**DATASET EXTRACT**
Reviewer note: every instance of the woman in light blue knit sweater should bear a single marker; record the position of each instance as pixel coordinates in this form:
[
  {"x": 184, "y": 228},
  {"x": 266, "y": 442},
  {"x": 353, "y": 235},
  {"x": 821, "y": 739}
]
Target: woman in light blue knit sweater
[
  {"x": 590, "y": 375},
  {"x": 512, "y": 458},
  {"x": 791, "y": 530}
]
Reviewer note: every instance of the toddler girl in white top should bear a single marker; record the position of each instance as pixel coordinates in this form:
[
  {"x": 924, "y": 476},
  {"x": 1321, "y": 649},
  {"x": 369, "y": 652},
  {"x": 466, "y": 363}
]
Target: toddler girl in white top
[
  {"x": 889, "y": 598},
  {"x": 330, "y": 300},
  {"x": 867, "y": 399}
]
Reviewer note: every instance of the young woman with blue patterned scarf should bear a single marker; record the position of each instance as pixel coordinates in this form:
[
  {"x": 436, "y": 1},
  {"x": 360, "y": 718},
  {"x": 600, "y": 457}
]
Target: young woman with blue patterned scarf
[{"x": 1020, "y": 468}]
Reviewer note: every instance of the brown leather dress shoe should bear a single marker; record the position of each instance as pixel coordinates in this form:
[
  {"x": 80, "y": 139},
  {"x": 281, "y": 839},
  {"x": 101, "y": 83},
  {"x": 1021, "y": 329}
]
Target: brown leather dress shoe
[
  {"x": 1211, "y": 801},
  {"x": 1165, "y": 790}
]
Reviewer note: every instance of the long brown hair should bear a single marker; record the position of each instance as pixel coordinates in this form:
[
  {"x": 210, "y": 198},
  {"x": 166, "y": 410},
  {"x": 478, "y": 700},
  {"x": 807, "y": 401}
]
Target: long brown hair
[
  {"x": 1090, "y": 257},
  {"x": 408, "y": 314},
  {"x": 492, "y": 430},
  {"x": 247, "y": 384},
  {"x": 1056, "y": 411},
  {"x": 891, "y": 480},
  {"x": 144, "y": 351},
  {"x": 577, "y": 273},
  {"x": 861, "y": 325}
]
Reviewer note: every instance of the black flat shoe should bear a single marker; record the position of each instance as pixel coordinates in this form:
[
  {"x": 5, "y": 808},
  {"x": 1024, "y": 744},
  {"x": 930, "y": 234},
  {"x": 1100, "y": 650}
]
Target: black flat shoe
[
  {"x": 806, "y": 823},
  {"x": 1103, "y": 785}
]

**PROBLEM TO SOLVE**
Restate the whole listing exactly.

**EXPECTED OUTPUT**
Reviewer note: every instance of the woman in light blue knit sweater should bear a single marker; record the position of each instance as pixel coordinates in this form:
[
  {"x": 184, "y": 228},
  {"x": 266, "y": 442},
  {"x": 353, "y": 235},
  {"x": 821, "y": 739}
]
Target: woman in light blue knit sweater
[
  {"x": 590, "y": 375},
  {"x": 512, "y": 458},
  {"x": 791, "y": 530}
]
Reviewer note: every instance of the toddler girl in white top should bear a single marker; record the position of each instance as pixel coordinates in this form:
[
  {"x": 924, "y": 476},
  {"x": 1321, "y": 649},
  {"x": 369, "y": 652},
  {"x": 466, "y": 363}
]
Target: toddler girl in white top
[
  {"x": 889, "y": 598},
  {"x": 330, "y": 300},
  {"x": 867, "y": 399}
]
Reviewer note: every instance of the young woman with blue patterned scarf should bear a single marker; record the position of each instance as pixel coordinates in this form:
[
  {"x": 436, "y": 1},
  {"x": 360, "y": 718},
  {"x": 600, "y": 457}
]
Target: young woman with blue patterned scarf
[{"x": 1020, "y": 468}]
Reviewer note: every instance of the brown leather dress shoe should bear a single marker; record the position of each instance as pixel coordinates in this form:
[
  {"x": 80, "y": 139},
  {"x": 281, "y": 839},
  {"x": 101, "y": 83},
  {"x": 1021, "y": 329}
]
Target: brown leather dress shoe
[
  {"x": 1211, "y": 801},
  {"x": 1165, "y": 790}
]
Reviewer note: every instance of the long brown hair should bear a single marker; record the position of each instance as pixel coordinates in this form:
[
  {"x": 210, "y": 198},
  {"x": 166, "y": 410},
  {"x": 478, "y": 700},
  {"x": 807, "y": 401}
]
Target: long brown hair
[
  {"x": 1090, "y": 257},
  {"x": 408, "y": 314},
  {"x": 492, "y": 430},
  {"x": 247, "y": 384},
  {"x": 1056, "y": 411},
  {"x": 891, "y": 480},
  {"x": 144, "y": 351},
  {"x": 577, "y": 273},
  {"x": 861, "y": 325}
]
Reviewer note: every instance of the black flat shoe should bear a single marker; record the position of each instance as pixel coordinates in this form:
[
  {"x": 5, "y": 808},
  {"x": 1024, "y": 744},
  {"x": 930, "y": 234},
  {"x": 1100, "y": 650}
]
Target: black flat shoe
[
  {"x": 806, "y": 823},
  {"x": 1103, "y": 785}
]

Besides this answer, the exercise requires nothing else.